-- Records provided follows --

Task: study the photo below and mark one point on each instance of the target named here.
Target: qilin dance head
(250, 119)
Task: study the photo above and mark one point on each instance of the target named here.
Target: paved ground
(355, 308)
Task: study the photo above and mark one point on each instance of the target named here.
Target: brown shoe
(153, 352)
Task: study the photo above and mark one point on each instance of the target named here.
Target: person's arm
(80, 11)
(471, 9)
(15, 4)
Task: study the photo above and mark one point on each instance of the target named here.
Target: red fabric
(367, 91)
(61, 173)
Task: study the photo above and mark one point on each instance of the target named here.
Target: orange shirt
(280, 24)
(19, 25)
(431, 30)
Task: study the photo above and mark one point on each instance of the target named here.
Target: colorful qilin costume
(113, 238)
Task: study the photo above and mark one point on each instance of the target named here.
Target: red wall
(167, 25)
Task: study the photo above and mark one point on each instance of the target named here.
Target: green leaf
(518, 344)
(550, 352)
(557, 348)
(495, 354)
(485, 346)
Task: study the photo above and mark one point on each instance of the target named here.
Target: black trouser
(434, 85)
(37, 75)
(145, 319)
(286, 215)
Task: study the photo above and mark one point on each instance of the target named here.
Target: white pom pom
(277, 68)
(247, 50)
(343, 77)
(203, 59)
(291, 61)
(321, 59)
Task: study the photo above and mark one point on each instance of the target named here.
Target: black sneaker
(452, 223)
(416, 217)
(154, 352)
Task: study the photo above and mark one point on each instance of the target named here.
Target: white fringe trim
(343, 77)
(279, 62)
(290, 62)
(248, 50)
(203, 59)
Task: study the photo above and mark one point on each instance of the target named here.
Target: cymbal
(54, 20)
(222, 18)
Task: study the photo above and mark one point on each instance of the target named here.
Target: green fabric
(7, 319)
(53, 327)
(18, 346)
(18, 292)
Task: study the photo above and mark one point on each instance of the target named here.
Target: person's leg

-- Records provided concluded --

The output should match the records above exactly, entry for entry.

_Answer_
Task: study the photo below and mark one point on each instance of the target named here.
Target: qilin dance head
(250, 119)
Task: study the photo above and mark one point on each instance of the target named here.
Target: paved ground
(355, 308)
Task: study the photo above and mark one point on each instance of the target named here.
Target: brown shoe
(153, 352)
Task: study the photo above and mark one point on each instance of the target named here.
Target: person's arm
(80, 11)
(471, 9)
(15, 4)
Task: study the photo above and mark one point on each instance of the target named here.
Target: red fabric
(367, 91)
(61, 173)
Task: study the photo above and mark one point on each instance of the target named here.
Target: orange shirt
(280, 24)
(19, 25)
(431, 30)
Task: study the photo above and mark one point on each instance of the target named here.
Target: colorful qilin costume
(113, 238)
Task: study the photo above and mark one point on each instance of the target named here.
Target: red wall
(167, 25)
Task: study the photo above and mark one point on each instance of the target named here.
Target: green leaf
(518, 344)
(550, 352)
(557, 348)
(495, 354)
(485, 346)
Task: study the photo above and mark one point on each instance of the target named here.
Target: black trouser
(434, 85)
(37, 75)
(145, 319)
(286, 215)
Task: study the photo above and mark one point on each instance of the target named here.
Target: white pom pom
(277, 68)
(247, 50)
(343, 77)
(203, 59)
(291, 61)
(321, 59)
Task: study the photo above and mark one point on each instance of the target named here.
Target: black sneaker
(452, 223)
(416, 217)
(154, 352)
Task: study the photo above and mark one point on each instance of the target named here.
Target: white fringe trim
(343, 77)
(279, 62)
(290, 62)
(248, 50)
(203, 59)
Task: study the photo above and mark one point on each instance of the target named here.
Target: cymbal
(54, 20)
(222, 18)
Task: study the photo above and mark one point on each instance of the target named here.
Target: green fabric
(7, 319)
(53, 327)
(18, 346)
(18, 292)
Task: study the photo above and mark one point on each instance of the target named here.
Target: person's leg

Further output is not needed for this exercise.